## Directive 1
In the Japanese beetle article, which groups of people does the text say the beetle means nothing good for? List each one.

## Passage given
※

Insects feed on popular Oregon plants; likely arrived via infested plant material.


PHOTO COURTESY OF THE MINNESOTA DEPARTMENT OF AGRICULTURE - Japanese beetles have been wreaking havoc on plants elsewhere in the United States for decades, but a localized infestation in Cedar Mill has taken the Oregon Department of Agriculture by surprise.An eye-catching, iridescent species of insect has popped up in Cedar Mill for the first time, according to the Oregon Department of Agriculture — and it means nothing good for local gardeners, growers and farmers.

The Japanese beetle is an invasive species that has not generally spread west of the Rocky Mountains in North America, according to Clint Burfitt, who manages the insect pest prevention and management program for the Department of Agriculture. But the voracious insect was detected north of Highway 26 west of Portland this year, likely having surfaced due to soil or plant material infested with its eggs or larvae being brought to the area, Burfitt said.

“This thing is not going to naturally migrate to a place like western Oregon,” Burfitt said, adding, “It's only going to get here artificially, through the help of humans.”

The Department of Agriculture announced that 265 Japanese beetles, a “record number,” had been found in traps in Washington County as of Aug. 29.

According to its report, “It appears the infestation has been present for at least more than a year but not detected until this summer.”

※

Bounding-box entries:
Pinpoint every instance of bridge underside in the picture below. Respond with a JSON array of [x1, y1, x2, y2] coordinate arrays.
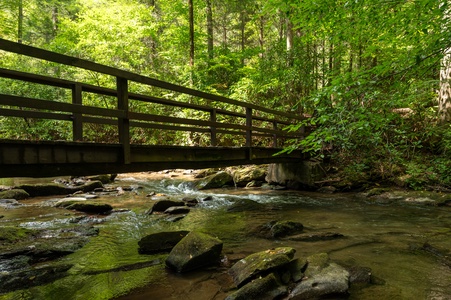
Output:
[[0, 140, 305, 178]]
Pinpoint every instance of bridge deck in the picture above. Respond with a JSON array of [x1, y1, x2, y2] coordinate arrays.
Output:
[[0, 140, 305, 178], [0, 38, 304, 177]]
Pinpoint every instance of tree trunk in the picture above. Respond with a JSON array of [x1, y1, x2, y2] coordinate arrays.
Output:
[[188, 0, 194, 67], [206, 0, 213, 59], [17, 0, 23, 44], [438, 49, 451, 124]]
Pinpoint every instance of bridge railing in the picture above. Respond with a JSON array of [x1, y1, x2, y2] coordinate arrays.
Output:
[[0, 39, 303, 163]]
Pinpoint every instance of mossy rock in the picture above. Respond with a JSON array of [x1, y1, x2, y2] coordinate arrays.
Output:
[[194, 172, 233, 190], [233, 166, 267, 187], [225, 274, 288, 300], [166, 231, 223, 273], [0, 189, 30, 200], [229, 247, 296, 287], [0, 226, 36, 243]]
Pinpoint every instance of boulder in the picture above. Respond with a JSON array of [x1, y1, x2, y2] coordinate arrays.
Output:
[[164, 206, 190, 215], [286, 232, 345, 242], [56, 200, 113, 214], [229, 247, 296, 287], [0, 189, 30, 200], [288, 263, 349, 300], [148, 199, 185, 214], [194, 172, 233, 190], [266, 160, 324, 189], [227, 199, 263, 212], [166, 231, 223, 273], [225, 274, 288, 300], [233, 166, 266, 187], [138, 230, 189, 254]]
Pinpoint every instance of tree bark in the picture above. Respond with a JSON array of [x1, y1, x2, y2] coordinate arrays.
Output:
[[206, 0, 213, 59], [17, 0, 23, 44], [438, 49, 451, 124], [188, 0, 194, 67]]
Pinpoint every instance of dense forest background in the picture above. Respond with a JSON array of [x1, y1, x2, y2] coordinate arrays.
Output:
[[0, 0, 451, 188]]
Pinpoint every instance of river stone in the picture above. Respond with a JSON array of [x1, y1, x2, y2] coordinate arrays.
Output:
[[288, 263, 349, 300], [57, 200, 113, 214], [233, 166, 266, 187], [229, 247, 296, 287], [164, 205, 190, 215], [225, 274, 288, 300], [194, 172, 233, 190], [0, 189, 30, 200], [227, 199, 263, 212], [148, 199, 185, 214], [138, 230, 189, 254], [166, 231, 223, 273], [286, 232, 344, 242]]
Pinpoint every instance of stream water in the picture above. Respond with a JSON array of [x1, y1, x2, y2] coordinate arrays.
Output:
[[0, 176, 451, 300]]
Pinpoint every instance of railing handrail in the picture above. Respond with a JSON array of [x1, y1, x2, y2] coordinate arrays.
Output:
[[0, 39, 303, 164], [0, 38, 303, 120]]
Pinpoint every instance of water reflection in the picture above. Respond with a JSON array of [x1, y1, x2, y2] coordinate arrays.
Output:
[[0, 177, 451, 299]]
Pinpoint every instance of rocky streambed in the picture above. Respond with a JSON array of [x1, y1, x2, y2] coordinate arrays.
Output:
[[0, 172, 451, 299]]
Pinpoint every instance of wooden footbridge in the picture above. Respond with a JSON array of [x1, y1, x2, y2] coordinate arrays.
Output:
[[0, 39, 304, 178]]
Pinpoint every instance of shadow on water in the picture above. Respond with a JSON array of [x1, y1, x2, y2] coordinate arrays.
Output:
[[0, 177, 451, 300]]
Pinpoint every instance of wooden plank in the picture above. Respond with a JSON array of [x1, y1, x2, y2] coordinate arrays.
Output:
[[0, 94, 125, 118], [116, 77, 131, 164], [0, 39, 303, 120]]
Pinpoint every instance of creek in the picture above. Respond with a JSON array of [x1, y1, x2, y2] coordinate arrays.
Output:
[[0, 175, 451, 300]]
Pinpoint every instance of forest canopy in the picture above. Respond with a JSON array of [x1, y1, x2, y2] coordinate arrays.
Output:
[[0, 0, 451, 188]]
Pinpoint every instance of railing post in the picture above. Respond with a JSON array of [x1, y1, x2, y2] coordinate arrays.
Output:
[[246, 107, 252, 147], [116, 77, 131, 164], [210, 108, 217, 147], [272, 121, 277, 148], [72, 83, 83, 142]]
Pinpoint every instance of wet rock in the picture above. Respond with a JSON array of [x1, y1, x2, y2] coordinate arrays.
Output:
[[233, 166, 266, 187], [227, 199, 263, 212], [0, 226, 37, 245], [0, 264, 72, 293], [288, 263, 349, 299], [148, 199, 185, 214], [288, 258, 307, 282], [57, 200, 113, 214], [17, 181, 103, 197], [138, 230, 189, 254], [194, 172, 233, 190], [317, 185, 337, 194], [347, 266, 372, 285], [0, 189, 30, 200], [229, 247, 296, 287], [164, 215, 186, 222], [256, 221, 304, 239], [182, 197, 199, 207], [164, 206, 190, 215], [286, 232, 345, 242], [225, 274, 288, 300], [166, 231, 223, 273]]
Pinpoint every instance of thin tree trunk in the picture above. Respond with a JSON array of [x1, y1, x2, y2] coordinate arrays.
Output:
[[17, 0, 23, 44], [438, 49, 451, 124], [188, 0, 194, 67], [206, 0, 213, 59]]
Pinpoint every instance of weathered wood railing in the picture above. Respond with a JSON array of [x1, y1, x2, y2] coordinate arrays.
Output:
[[0, 39, 308, 177]]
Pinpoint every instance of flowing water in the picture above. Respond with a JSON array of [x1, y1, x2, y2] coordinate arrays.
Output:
[[0, 176, 451, 300]]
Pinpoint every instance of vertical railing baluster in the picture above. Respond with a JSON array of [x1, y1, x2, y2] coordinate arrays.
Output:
[[210, 108, 217, 147], [72, 83, 83, 142], [246, 107, 252, 147], [116, 77, 131, 164], [272, 121, 278, 148]]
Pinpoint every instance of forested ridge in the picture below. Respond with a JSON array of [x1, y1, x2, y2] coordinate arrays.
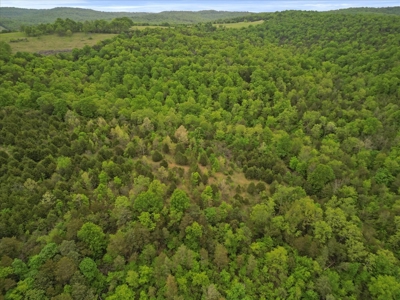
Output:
[[0, 11, 400, 300], [0, 7, 251, 30]]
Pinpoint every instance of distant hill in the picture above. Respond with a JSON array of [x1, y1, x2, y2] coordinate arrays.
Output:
[[0, 7, 250, 30]]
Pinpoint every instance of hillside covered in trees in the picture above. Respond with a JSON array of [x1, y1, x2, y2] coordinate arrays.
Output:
[[0, 7, 251, 31], [0, 11, 400, 300]]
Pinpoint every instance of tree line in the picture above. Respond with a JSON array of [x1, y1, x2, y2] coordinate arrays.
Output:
[[0, 11, 400, 300]]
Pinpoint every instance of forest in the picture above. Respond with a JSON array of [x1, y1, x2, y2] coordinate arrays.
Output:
[[0, 7, 250, 32], [0, 9, 400, 300]]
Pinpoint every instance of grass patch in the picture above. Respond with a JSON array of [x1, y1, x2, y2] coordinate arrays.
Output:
[[0, 32, 115, 53], [131, 25, 169, 30], [214, 20, 264, 29]]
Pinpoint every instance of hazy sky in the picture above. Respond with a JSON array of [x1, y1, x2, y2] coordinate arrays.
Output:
[[0, 0, 400, 12]]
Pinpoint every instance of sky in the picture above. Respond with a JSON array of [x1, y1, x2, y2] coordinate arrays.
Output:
[[0, 0, 400, 12]]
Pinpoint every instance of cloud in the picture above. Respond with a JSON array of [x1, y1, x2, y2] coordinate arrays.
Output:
[[0, 0, 399, 12], [0, 0, 90, 9]]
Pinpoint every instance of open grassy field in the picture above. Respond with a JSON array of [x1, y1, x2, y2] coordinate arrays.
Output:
[[0, 32, 115, 53], [131, 25, 168, 30], [214, 20, 264, 28]]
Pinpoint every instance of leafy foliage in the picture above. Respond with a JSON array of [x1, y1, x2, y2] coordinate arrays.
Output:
[[0, 11, 400, 299]]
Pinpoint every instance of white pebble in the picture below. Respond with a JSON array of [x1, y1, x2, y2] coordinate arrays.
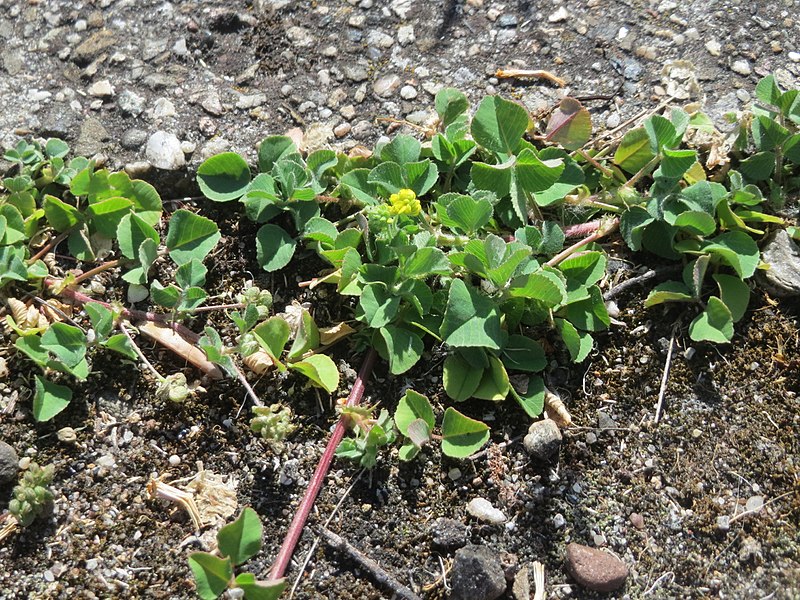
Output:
[[731, 60, 753, 76], [744, 496, 764, 512], [706, 40, 722, 56], [467, 498, 508, 525], [400, 85, 417, 100]]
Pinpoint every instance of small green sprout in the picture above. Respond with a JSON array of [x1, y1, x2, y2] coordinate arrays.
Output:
[[336, 406, 397, 469], [250, 404, 297, 444], [8, 463, 55, 527], [189, 507, 286, 600]]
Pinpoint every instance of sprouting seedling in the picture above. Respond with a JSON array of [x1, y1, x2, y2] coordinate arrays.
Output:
[[189, 507, 286, 600], [8, 463, 55, 527], [250, 404, 297, 445], [336, 405, 397, 469]]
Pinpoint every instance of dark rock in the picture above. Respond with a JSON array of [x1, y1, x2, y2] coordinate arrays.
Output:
[[36, 106, 80, 141], [450, 545, 506, 600], [75, 117, 108, 156], [566, 543, 628, 592], [497, 13, 519, 27], [0, 441, 19, 484], [756, 229, 800, 298], [119, 129, 147, 150], [431, 517, 467, 550], [523, 419, 561, 461]]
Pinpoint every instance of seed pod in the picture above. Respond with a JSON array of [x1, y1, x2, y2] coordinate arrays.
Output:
[[242, 350, 275, 375], [544, 388, 572, 427]]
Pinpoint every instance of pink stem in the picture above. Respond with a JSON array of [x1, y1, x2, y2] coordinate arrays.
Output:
[[564, 219, 603, 238], [44, 277, 200, 343], [269, 348, 377, 579]]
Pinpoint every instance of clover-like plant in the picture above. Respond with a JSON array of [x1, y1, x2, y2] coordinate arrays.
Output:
[[336, 406, 397, 469], [8, 463, 55, 527], [189, 507, 286, 600], [394, 390, 489, 460]]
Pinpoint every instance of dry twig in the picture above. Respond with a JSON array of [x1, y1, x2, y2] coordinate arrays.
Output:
[[494, 69, 567, 87], [319, 527, 422, 600]]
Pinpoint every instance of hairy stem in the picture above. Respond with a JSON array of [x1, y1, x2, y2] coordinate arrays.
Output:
[[73, 259, 120, 284], [547, 218, 619, 267], [269, 348, 377, 579]]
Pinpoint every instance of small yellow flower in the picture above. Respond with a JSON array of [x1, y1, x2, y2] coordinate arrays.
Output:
[[389, 189, 422, 217]]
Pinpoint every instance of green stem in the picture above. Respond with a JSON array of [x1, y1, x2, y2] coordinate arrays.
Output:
[[625, 153, 661, 188], [546, 217, 619, 267]]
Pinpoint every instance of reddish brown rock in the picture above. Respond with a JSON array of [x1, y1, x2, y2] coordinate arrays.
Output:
[[566, 544, 628, 592]]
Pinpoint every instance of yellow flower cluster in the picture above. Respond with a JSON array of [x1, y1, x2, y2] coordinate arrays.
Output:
[[389, 189, 422, 217]]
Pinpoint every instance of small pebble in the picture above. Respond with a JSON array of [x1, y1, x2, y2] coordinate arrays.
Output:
[[630, 513, 644, 529], [56, 427, 78, 444], [400, 85, 417, 100], [467, 498, 508, 525], [745, 496, 764, 512], [731, 60, 753, 76]]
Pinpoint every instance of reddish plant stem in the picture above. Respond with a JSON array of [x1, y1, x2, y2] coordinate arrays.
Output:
[[73, 259, 120, 284], [269, 348, 377, 579], [44, 277, 200, 343], [564, 219, 603, 238], [28, 229, 72, 265]]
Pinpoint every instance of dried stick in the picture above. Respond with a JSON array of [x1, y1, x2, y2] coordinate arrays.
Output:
[[656, 327, 677, 423], [270, 348, 377, 579], [546, 218, 619, 267], [289, 468, 367, 600], [603, 265, 683, 301], [494, 69, 567, 87], [44, 277, 262, 406], [319, 527, 422, 600]]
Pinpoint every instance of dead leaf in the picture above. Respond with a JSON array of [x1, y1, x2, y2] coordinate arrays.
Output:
[[319, 323, 356, 346], [136, 321, 223, 379]]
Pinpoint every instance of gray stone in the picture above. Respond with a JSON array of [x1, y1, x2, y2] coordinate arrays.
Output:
[[597, 410, 617, 429], [497, 13, 519, 27], [731, 60, 753, 76], [397, 24, 416, 46], [86, 79, 114, 98], [117, 90, 147, 117], [523, 419, 561, 461], [119, 129, 147, 150], [450, 545, 506, 600], [200, 90, 223, 117], [756, 229, 800, 298], [511, 566, 531, 600], [153, 98, 178, 119], [37, 106, 80, 141], [372, 74, 402, 98], [467, 498, 508, 525], [75, 117, 108, 156], [342, 65, 369, 82], [367, 31, 394, 48], [431, 517, 467, 550], [566, 543, 628, 592], [0, 441, 19, 484], [2, 49, 25, 75], [145, 131, 186, 171], [236, 94, 267, 110], [286, 25, 317, 48], [400, 85, 417, 100], [142, 38, 169, 61], [72, 29, 117, 65], [199, 137, 231, 161]]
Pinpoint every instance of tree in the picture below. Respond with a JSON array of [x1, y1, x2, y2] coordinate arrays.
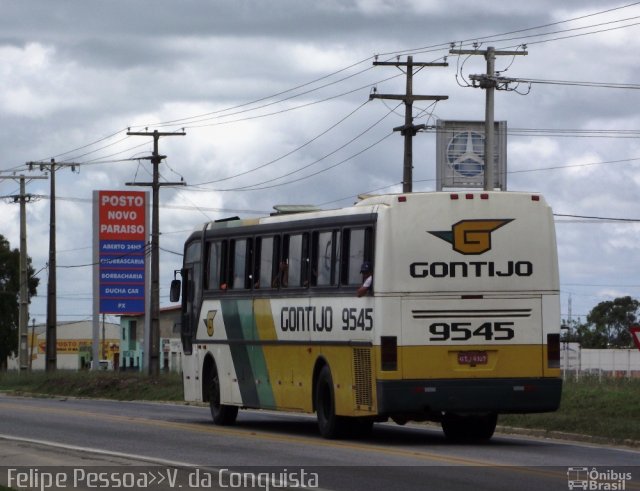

※

## Directive 2
In the bounding-box entries, recast the lines from the line with "Pinpoint every instance of dense" to the line with "[[0, 39, 303, 164], [0, 38, 303, 120]]" as a JSON list of strings, one string per line, skipping blank lines.

## Worked answer 1
- Local gardeners
- Growers
- Farmers

## Worked answer 2
[
  "Pinpoint every instance of dense forest background in the picture above. Respond with a JSON array of [x1, y1, x2, y2] coordinate arrays.",
  "Output:",
  "[[0, 0, 451, 188]]",
  "Pinpoint every instance of river stone in the picture above. Respond with a JSON array of [x1, y1, x2, y2] coordinate arrays.",
  "Output:",
  "[[288, 263, 349, 300], [57, 200, 113, 214], [233, 166, 266, 187], [229, 247, 296, 287], [164, 205, 190, 215], [225, 274, 288, 300], [194, 172, 233, 190], [0, 189, 30, 200], [227, 199, 263, 212], [148, 199, 185, 214], [138, 230, 189, 254], [166, 231, 223, 273], [286, 232, 344, 242]]",
  "Pinpoint every instance of stream water in the picture above. Respond with a JSON array of [x1, y1, x2, y2] coordinate arrays.",
  "Output:",
  "[[0, 176, 451, 300]]",
  "Pinpoint every instance of railing handrail in the picture above. Respond with a JSON array of [x1, y1, x2, y2] coordinate arrays.",
  "Output:",
  "[[0, 39, 303, 164], [0, 38, 303, 120]]"
]